> **WORK TASK**: When you reach the line that contains "Would you point at the child sitting" in the data below, start reproducing lines exactly, and stop after the line that contains "point(49, 259)".

> **LISTED RECORDS**:
──────────────────────────────
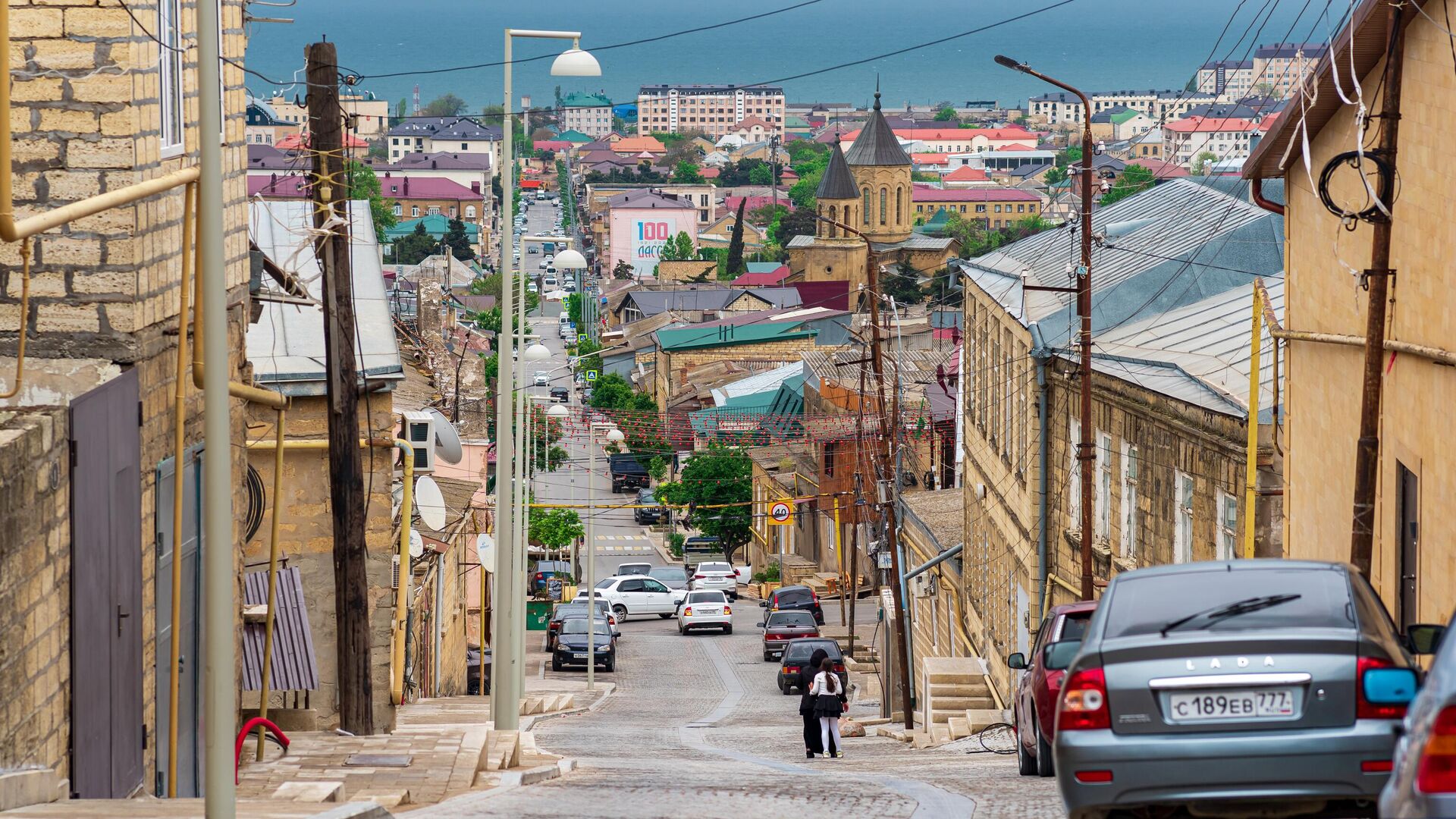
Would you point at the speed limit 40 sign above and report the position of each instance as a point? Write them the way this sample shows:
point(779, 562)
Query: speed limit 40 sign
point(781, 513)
──────────────────────────────
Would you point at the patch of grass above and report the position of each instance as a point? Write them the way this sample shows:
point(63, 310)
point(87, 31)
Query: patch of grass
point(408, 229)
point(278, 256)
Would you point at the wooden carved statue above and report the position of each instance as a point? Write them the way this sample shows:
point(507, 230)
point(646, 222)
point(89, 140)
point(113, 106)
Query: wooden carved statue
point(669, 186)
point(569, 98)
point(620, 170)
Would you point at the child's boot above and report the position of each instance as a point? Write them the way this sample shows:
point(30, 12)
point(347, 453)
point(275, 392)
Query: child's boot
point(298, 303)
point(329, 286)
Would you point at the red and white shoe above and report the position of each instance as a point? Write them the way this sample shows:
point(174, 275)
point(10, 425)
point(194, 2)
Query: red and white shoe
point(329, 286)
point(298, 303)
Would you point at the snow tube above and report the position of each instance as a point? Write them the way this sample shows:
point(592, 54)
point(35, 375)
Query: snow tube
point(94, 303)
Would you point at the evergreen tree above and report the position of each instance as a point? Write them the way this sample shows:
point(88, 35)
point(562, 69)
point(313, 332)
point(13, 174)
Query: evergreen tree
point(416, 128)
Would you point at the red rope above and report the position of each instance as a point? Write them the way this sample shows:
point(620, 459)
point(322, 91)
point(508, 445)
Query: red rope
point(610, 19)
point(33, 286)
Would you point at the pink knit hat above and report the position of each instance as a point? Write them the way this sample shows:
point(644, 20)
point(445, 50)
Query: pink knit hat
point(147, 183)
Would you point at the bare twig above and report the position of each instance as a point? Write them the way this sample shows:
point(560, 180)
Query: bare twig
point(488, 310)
──────────────────────────────
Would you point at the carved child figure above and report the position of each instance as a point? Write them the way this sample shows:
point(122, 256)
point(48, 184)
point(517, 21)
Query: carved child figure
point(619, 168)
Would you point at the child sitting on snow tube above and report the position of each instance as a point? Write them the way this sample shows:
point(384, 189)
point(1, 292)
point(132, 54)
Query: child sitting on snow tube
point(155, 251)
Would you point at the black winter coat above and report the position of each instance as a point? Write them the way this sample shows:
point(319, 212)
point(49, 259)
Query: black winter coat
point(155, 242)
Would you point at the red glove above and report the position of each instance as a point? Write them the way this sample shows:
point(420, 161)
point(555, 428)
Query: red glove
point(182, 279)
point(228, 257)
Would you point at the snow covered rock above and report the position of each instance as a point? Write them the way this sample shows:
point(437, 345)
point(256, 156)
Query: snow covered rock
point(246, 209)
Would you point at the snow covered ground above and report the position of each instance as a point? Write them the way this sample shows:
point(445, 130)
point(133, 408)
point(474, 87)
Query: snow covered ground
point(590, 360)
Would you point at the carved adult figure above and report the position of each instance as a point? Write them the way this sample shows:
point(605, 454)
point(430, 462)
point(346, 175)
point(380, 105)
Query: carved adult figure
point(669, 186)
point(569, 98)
──────────────────────────────
> **ANSWER BOX**:
Would you point at the child sitting on snow tube above and report the position of each instance as a point? Write them the way this sample shows:
point(384, 189)
point(1, 292)
point(132, 54)
Query: child sitting on snow tube
point(155, 251)
Would you point at the black winter coat above and report the position of each instance as a point? Write them the way this sample shows:
point(319, 212)
point(49, 259)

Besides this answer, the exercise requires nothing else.